**Task goal:**
Every line below is to be set down again exactly; any image stays out.

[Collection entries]
○ ○ ○ ○ ○

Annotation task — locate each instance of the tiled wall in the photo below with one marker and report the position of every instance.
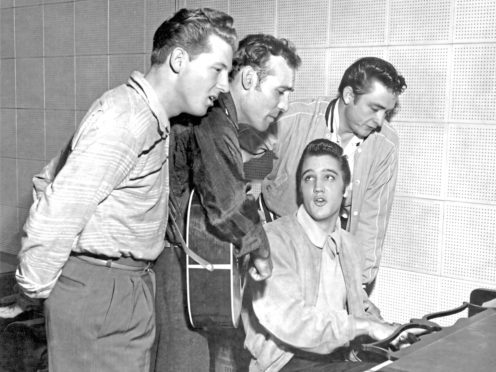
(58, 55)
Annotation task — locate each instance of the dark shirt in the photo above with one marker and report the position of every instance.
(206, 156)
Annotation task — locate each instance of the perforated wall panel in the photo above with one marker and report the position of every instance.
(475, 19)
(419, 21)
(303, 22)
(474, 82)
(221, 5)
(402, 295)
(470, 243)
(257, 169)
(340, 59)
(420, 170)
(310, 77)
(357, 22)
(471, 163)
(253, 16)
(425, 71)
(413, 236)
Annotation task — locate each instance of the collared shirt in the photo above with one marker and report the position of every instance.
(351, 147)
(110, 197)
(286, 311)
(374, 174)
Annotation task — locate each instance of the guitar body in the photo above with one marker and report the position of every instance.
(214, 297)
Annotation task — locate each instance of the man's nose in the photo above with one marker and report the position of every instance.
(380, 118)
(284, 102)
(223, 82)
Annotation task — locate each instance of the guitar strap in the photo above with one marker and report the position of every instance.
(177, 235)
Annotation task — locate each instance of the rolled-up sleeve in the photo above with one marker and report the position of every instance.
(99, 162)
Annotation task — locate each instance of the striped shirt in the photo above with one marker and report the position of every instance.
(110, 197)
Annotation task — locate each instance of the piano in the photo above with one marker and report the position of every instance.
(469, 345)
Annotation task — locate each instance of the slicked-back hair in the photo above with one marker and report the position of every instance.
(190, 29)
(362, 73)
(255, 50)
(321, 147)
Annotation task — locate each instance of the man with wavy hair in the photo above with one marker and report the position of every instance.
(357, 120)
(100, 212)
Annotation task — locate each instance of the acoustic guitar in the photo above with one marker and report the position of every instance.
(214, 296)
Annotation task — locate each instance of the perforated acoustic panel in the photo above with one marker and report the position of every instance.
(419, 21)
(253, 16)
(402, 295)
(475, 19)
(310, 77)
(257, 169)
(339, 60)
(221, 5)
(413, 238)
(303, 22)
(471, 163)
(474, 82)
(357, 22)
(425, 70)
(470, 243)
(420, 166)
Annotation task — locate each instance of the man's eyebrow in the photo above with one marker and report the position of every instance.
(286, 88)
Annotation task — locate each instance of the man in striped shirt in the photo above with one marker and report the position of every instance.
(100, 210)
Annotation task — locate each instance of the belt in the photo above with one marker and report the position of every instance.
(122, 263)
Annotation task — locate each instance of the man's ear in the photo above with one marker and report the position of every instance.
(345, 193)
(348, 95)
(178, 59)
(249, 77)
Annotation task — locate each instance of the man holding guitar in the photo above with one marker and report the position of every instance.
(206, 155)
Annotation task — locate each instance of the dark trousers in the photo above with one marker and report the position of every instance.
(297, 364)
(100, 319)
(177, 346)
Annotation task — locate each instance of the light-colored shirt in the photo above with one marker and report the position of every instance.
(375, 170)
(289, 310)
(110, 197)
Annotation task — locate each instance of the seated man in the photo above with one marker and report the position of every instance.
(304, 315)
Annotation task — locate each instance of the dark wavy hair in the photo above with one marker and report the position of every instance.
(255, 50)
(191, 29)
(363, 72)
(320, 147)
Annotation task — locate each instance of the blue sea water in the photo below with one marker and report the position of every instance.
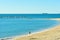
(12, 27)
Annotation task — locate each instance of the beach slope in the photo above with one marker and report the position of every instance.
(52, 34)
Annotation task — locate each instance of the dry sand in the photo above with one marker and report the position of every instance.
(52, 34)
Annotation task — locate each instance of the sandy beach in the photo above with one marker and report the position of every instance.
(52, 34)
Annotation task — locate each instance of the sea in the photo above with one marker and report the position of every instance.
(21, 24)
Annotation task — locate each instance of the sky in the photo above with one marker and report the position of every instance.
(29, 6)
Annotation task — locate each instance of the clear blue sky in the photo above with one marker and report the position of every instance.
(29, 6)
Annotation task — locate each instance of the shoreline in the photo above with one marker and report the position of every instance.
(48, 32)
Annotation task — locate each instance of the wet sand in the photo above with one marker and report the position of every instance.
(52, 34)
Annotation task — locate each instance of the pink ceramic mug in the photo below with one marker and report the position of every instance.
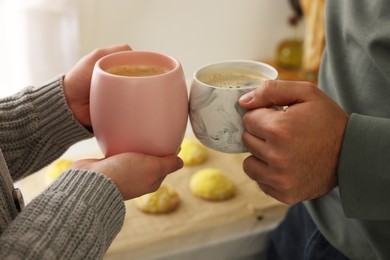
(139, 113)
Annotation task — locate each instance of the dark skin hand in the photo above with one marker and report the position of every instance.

○ ○ ○ ○ ○

**Result:**
Annotation task — locate each instance of the tiled wall in the photo below with one marker and report the position of every instance.
(58, 55)
Annotation task — locate each instance of the dark shirt in the photo above with one marker and report the position of every instance.
(206, 156)
Annotation task — locate each instance of the perforated wall panel in the photo above with one marker and report the position of every instance.
(475, 19)
(419, 21)
(303, 22)
(474, 82)
(221, 5)
(402, 295)
(470, 243)
(257, 169)
(340, 59)
(420, 170)
(310, 77)
(357, 22)
(471, 163)
(253, 16)
(425, 71)
(413, 236)
Annotation task — locate each instance of the collared shirt in the photo above with one marker and report the position of every instance.
(351, 147)
(110, 197)
(286, 311)
(374, 174)
Annotation task — locate each instance of the guitar body in the photo above with one marker and report the position of every instance.
(214, 297)
Annotation task — locate each instance of the man's nose in the photo above with one marker and report the position of every instance.
(380, 118)
(284, 102)
(223, 82)
Annotation task — locate each instance of the guitar strap in the photo above with one marker and report the position of every instance.
(177, 235)
Annotation task — locate each instance of the rolled-up sleeve in the photo above with one marker and report the position of every instance.
(99, 162)
Annotation task — locate each instance of the striped shirt in the photo above with one marker and report the position of every instance.
(110, 197)
Annotation task — locate each instance of the piano in the photo above with one marker and report the position of every instance.
(469, 345)
Annotation task — locate each instance of the slicked-back hair in the photo above with one marker and report the position of every instance.
(190, 29)
(362, 73)
(255, 50)
(321, 147)
Annotation task — locate each instance of the man with wavy hair in the photo above with one marker and report the position of every instance.
(357, 120)
(100, 212)
Annotation task — locate each instance of the acoustic guitar in the photo above with one marker and report the position of every instance.
(214, 296)
Annotation task — locate each instance of the perforated acoustic panel in the photo above with one marker and report the position of every instance.
(419, 21)
(253, 16)
(402, 295)
(475, 19)
(310, 77)
(257, 169)
(339, 60)
(221, 5)
(413, 238)
(303, 22)
(471, 163)
(474, 82)
(357, 22)
(425, 70)
(470, 243)
(420, 166)
Annotation task — locate each instance of the man's eyebrow in the photo above with one marker and report the position of every instance.
(286, 88)
Annotation task — locate each instance of the man in striped shirt in the photo above with one marker and report the position of every instance.
(100, 210)
Annotation task — locate each instance of the belt in the photo above with one marker and report the position of every instance.
(122, 263)
Annotation task — locate each instance of the man's ear in the photo above with one marker and report the position of every instance.
(345, 193)
(348, 95)
(178, 59)
(249, 77)
Annotation task — locate each instance of the man holding guitar in the photo above with one marker and report the position of every instance.
(206, 155)
Annotation task — locate each instance of the dark trousers in the photo above with one marker and report the position of every instance.
(297, 364)
(100, 319)
(177, 346)
Annotation task — locate each instance of the light-colored shirt in the photo above with one marker and report the position of every instance.
(375, 170)
(289, 310)
(110, 197)
Annotation task — locate each instance of the seated man in the photo above with one marker and report the position of every instance.
(304, 315)
Annotation task — locate each instance of the dark wavy hair in the photo above with one marker and report the position of every instance.
(255, 50)
(191, 29)
(363, 72)
(320, 147)
Annotation task — locate each instance of the blue sea water in the photo below with one marker and report the position of every instance.
(12, 27)
Annotation task — locate each instance of the beach slope in the photo above with one marker and report the position of every instance.
(52, 34)
Annotation task — locate each instance of the dry sand in the photo above with one marker and report the position of every instance.
(52, 34)
Annotation task — locate each instance of the sandy beach in the photo above with one marker and report the position of every instance.
(52, 34)
Annotation task — locate each instance of the sea in the photo above with one marker and report the position of every instance.
(21, 24)
Annotation task — locate each instance of the sky in the photo above with one marker and report the position of every instance.
(29, 6)
Annotation task — locate each instance of the clear blue sky in the photo above with one marker and report the position of every instance.
(29, 6)
Annotation task — locate each instance of the shoreline in the photo above with one marker and report the position of every instance.
(48, 32)
Annotation task — locate each instance of the wet sand in the photo above with one marker and report the position of every instance.
(52, 34)
Annotation task — locate each instance of the pink ceramic mug in the photo below with one marker and report the position of every instance.
(139, 113)
Annotation task — locate each instance of the dark skin hand in the photo above with one marker and report the position of every instance.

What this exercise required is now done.